* [Task brief]: Filter the records below, copying out every line that contains the string "wall". Case counts, so match only lines with that exact capitalization.

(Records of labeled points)
+++
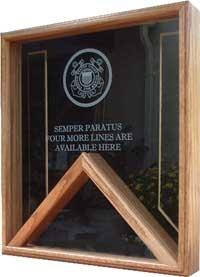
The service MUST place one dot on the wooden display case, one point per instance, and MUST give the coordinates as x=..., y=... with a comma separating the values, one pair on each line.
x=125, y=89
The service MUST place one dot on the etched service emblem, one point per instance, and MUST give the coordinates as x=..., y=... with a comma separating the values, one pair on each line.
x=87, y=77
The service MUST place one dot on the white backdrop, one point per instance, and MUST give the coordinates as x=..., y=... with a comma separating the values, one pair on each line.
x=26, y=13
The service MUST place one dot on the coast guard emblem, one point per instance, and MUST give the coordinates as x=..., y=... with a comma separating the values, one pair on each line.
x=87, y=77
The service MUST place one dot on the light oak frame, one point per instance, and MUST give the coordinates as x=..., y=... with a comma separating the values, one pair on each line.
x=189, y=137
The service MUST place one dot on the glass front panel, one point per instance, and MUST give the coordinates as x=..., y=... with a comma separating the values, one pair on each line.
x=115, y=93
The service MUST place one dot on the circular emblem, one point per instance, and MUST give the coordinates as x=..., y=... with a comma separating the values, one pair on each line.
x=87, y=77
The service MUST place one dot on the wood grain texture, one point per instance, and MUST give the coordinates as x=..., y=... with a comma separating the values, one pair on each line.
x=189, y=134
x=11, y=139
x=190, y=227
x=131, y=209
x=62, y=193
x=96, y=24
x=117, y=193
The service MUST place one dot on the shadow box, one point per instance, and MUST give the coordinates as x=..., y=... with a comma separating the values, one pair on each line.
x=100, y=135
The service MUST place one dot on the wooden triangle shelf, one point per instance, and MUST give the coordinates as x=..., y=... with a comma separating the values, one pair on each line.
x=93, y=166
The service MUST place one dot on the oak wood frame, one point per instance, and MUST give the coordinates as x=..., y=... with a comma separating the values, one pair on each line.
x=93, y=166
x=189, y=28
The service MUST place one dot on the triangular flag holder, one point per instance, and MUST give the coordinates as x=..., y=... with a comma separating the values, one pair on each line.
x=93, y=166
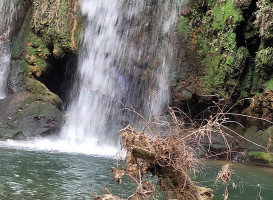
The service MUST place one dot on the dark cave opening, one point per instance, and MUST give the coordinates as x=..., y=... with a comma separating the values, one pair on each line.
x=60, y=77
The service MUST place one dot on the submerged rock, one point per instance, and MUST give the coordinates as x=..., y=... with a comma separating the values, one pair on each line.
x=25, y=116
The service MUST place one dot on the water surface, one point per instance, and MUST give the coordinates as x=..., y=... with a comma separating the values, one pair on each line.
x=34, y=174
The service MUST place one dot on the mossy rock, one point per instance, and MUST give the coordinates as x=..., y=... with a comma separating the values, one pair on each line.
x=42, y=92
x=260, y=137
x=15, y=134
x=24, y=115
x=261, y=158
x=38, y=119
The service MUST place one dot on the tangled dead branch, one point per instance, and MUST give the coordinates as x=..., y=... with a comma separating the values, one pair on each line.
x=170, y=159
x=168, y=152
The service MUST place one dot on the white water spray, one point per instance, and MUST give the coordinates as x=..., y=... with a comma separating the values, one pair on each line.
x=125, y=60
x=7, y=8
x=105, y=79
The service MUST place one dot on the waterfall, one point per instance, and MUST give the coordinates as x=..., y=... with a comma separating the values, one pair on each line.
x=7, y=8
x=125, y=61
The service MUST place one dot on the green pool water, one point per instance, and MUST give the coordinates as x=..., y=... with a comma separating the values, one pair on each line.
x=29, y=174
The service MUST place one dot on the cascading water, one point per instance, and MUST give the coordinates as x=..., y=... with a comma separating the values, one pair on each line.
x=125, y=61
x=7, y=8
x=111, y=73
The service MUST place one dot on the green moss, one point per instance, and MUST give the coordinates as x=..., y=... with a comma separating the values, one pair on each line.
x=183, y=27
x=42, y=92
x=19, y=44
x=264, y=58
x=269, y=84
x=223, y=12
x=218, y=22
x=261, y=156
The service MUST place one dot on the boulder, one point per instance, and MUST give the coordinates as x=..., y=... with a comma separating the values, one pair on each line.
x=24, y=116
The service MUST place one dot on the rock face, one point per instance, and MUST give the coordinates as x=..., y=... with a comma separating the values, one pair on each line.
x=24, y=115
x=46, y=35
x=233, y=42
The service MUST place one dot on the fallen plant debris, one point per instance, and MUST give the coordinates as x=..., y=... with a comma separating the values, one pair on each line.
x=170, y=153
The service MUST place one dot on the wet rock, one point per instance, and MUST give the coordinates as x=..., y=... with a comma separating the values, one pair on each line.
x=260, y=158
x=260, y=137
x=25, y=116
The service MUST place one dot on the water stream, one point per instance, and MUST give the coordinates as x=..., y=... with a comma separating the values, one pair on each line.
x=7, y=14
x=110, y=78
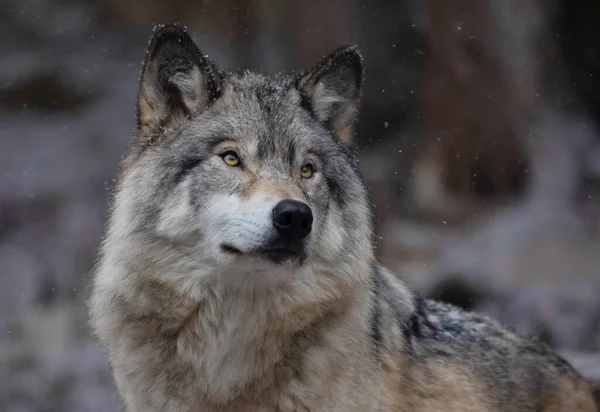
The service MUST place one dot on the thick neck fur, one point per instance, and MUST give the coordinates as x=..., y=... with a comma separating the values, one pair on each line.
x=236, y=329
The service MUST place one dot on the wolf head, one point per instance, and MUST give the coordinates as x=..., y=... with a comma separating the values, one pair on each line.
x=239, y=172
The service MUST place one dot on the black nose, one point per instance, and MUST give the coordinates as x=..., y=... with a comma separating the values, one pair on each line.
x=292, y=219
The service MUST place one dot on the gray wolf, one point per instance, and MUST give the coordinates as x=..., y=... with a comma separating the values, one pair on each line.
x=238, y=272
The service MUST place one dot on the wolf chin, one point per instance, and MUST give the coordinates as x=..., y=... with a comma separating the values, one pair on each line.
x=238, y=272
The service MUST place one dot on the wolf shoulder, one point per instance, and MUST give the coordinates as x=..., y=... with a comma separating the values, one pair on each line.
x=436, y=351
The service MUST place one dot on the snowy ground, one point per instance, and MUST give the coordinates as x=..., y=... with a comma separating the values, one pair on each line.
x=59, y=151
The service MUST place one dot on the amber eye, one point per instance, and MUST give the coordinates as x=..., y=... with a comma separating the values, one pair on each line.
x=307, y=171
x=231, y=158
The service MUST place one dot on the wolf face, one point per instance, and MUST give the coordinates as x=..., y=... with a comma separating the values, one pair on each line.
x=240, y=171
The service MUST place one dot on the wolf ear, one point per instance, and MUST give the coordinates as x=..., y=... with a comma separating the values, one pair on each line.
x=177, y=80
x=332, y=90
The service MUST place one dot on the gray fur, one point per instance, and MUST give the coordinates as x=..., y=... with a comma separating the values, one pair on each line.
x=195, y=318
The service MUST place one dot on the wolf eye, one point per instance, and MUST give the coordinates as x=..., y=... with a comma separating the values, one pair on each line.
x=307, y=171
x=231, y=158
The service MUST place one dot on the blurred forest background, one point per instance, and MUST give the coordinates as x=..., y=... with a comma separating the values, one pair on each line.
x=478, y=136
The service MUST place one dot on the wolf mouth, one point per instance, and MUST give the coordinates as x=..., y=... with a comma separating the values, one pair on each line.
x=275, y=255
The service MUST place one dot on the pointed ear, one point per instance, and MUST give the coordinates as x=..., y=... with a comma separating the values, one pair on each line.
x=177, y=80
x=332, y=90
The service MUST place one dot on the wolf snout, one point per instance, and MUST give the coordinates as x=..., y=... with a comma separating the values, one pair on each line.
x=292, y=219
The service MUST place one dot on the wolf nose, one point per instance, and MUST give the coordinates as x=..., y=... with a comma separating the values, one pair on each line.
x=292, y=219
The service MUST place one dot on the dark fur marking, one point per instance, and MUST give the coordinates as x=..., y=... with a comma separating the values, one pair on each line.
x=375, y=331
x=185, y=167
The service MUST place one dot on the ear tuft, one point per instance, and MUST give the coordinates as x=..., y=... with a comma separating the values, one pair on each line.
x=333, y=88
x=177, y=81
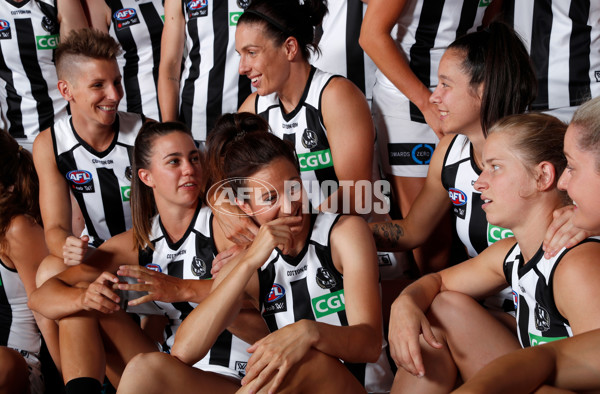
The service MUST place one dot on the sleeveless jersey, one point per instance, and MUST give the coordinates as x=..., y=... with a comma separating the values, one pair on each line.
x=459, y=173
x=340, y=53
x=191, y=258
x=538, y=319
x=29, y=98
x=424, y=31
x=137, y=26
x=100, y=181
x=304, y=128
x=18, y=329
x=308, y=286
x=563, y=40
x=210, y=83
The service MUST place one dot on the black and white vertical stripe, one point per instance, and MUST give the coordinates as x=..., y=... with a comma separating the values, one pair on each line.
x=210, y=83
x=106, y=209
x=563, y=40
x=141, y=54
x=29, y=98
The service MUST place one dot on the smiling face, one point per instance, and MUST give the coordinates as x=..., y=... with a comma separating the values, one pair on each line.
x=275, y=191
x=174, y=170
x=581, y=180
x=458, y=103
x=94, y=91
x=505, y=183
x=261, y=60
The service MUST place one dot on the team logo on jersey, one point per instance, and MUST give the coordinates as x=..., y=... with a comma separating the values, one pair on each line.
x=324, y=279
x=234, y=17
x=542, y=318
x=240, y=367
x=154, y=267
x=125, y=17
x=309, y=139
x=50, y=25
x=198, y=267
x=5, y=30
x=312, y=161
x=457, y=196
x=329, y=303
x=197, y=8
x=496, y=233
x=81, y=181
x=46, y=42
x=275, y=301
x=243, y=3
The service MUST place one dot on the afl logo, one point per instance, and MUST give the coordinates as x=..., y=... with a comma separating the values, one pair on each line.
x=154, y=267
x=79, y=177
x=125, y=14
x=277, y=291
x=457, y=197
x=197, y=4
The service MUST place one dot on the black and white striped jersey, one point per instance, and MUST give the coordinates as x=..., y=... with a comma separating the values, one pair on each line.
+++
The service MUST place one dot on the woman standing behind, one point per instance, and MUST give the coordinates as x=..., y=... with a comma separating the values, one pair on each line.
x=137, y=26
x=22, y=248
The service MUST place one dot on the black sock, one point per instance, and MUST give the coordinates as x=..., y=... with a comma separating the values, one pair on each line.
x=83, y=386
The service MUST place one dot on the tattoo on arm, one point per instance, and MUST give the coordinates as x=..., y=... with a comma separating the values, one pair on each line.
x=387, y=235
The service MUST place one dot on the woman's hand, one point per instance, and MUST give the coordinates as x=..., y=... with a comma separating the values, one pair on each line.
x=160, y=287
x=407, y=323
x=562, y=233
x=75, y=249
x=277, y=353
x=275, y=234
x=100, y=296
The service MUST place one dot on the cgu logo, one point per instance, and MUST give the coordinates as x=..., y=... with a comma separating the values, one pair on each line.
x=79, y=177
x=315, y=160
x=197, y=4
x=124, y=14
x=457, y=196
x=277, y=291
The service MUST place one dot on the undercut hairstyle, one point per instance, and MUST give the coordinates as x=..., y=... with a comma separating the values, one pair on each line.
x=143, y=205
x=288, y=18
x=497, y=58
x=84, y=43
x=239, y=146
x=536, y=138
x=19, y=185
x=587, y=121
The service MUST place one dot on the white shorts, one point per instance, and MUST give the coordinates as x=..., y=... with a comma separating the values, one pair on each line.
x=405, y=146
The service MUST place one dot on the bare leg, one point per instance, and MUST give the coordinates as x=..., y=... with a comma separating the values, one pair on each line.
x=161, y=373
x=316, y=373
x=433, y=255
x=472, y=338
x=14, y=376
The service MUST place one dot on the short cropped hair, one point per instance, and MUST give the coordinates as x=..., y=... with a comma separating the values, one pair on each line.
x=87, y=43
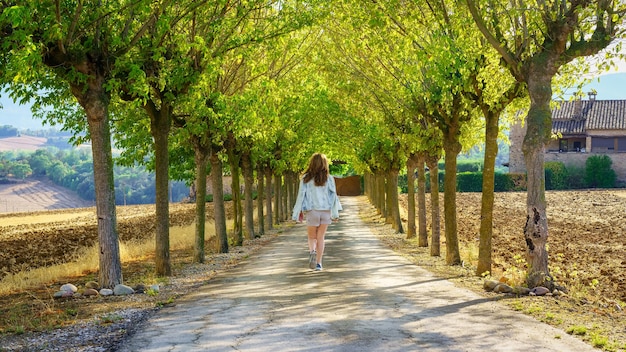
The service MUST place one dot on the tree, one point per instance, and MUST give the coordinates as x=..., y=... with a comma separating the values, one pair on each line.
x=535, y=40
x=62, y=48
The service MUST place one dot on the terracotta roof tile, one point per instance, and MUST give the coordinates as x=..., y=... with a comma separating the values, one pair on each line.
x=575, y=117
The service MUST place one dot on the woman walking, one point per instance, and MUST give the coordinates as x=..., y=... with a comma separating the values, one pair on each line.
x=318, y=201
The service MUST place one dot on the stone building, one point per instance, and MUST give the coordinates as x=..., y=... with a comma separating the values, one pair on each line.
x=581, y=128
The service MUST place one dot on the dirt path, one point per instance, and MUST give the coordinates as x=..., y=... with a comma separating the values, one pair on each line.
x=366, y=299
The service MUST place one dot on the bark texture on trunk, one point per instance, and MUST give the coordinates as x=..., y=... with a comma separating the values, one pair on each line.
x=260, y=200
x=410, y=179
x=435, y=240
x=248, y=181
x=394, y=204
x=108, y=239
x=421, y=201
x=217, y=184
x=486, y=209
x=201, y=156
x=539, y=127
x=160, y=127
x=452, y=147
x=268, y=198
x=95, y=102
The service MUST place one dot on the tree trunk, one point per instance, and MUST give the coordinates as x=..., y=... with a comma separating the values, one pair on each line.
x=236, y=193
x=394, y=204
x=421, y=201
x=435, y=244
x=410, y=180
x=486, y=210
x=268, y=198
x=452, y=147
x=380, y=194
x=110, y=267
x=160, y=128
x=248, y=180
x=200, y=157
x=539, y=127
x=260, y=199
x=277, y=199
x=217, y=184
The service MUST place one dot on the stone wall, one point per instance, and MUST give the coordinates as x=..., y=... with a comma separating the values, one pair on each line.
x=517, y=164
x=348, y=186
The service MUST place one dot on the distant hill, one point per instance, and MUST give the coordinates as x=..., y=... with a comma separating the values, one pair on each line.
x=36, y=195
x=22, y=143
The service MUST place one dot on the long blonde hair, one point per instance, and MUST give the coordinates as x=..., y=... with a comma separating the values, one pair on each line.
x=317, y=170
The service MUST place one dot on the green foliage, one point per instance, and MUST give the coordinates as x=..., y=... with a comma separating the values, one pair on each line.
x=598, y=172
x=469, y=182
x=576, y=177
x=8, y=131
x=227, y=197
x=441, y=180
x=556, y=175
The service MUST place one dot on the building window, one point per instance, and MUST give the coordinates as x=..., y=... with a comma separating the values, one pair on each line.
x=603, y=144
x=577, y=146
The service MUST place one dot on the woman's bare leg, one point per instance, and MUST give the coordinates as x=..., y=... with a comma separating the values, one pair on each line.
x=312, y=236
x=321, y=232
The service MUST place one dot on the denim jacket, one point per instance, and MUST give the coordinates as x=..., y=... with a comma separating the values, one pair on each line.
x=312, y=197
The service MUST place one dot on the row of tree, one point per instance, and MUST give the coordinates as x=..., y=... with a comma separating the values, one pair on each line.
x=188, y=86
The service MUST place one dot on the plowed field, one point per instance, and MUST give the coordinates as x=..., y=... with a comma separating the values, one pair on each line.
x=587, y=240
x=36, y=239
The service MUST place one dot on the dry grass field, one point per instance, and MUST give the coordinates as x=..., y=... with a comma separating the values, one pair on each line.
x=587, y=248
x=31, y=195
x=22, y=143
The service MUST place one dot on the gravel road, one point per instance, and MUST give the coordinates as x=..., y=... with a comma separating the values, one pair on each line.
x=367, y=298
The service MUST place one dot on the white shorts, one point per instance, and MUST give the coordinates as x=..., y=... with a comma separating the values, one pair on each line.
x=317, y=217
+++
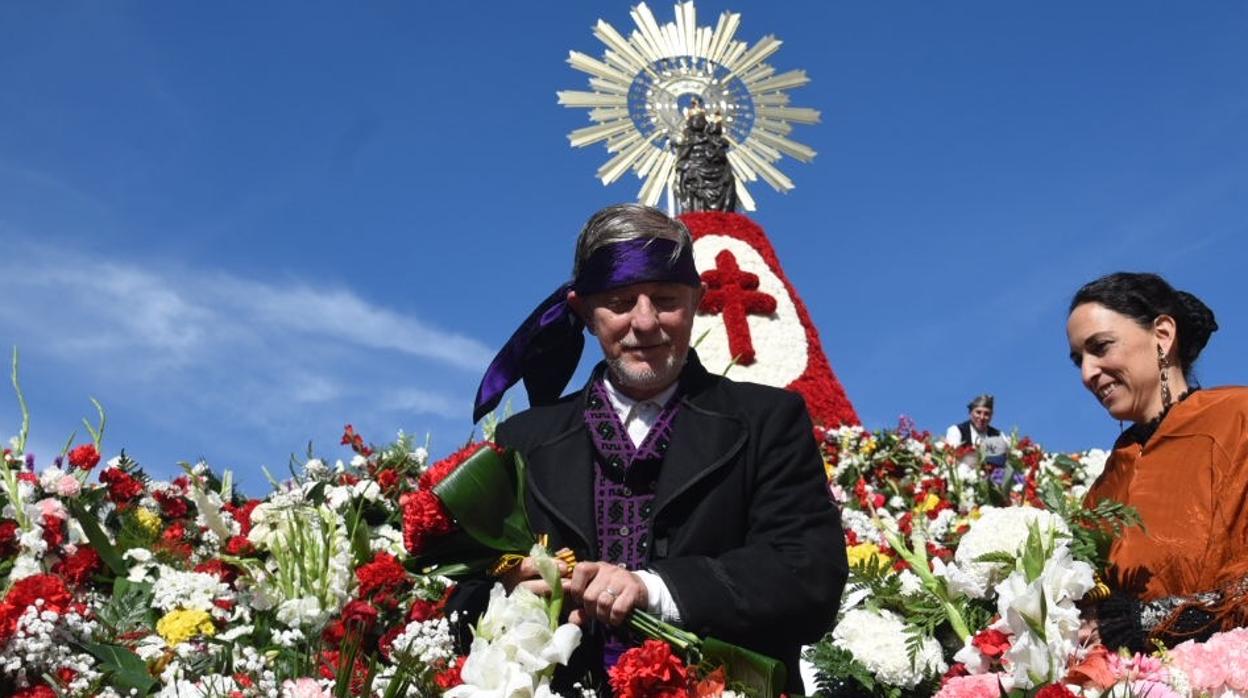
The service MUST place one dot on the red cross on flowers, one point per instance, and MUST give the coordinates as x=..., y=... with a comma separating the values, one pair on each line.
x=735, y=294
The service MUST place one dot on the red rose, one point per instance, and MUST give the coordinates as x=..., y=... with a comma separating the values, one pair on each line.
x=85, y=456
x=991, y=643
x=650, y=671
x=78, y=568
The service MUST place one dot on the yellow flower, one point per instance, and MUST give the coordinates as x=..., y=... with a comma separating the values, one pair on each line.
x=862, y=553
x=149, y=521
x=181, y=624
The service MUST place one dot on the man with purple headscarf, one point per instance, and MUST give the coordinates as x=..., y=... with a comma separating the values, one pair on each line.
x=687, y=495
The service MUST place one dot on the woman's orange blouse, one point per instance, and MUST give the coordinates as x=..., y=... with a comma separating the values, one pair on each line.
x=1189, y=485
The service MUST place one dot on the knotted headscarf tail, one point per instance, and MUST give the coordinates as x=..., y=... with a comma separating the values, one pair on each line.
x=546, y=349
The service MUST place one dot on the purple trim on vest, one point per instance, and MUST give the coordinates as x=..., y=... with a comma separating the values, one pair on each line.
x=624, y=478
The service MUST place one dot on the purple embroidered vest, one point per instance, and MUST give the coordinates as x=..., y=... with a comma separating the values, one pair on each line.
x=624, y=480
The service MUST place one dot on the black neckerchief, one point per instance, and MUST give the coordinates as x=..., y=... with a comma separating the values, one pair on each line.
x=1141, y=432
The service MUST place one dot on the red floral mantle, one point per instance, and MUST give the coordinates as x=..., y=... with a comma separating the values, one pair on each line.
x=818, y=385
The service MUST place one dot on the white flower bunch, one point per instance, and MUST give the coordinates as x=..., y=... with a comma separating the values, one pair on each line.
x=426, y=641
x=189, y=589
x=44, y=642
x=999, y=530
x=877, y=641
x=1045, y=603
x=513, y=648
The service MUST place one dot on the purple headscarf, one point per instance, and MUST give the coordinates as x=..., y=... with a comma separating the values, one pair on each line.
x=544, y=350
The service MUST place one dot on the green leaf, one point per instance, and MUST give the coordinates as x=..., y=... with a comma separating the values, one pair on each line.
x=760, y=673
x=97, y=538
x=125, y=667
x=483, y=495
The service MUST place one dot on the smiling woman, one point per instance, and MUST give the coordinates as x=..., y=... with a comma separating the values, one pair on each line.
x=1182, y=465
+++
* [Written answer]:
The service MUST place one dot on the stone wall, one point per instance, and MUST give the coordinates as x=..., y=... with a comma separating the values, one pair on each line.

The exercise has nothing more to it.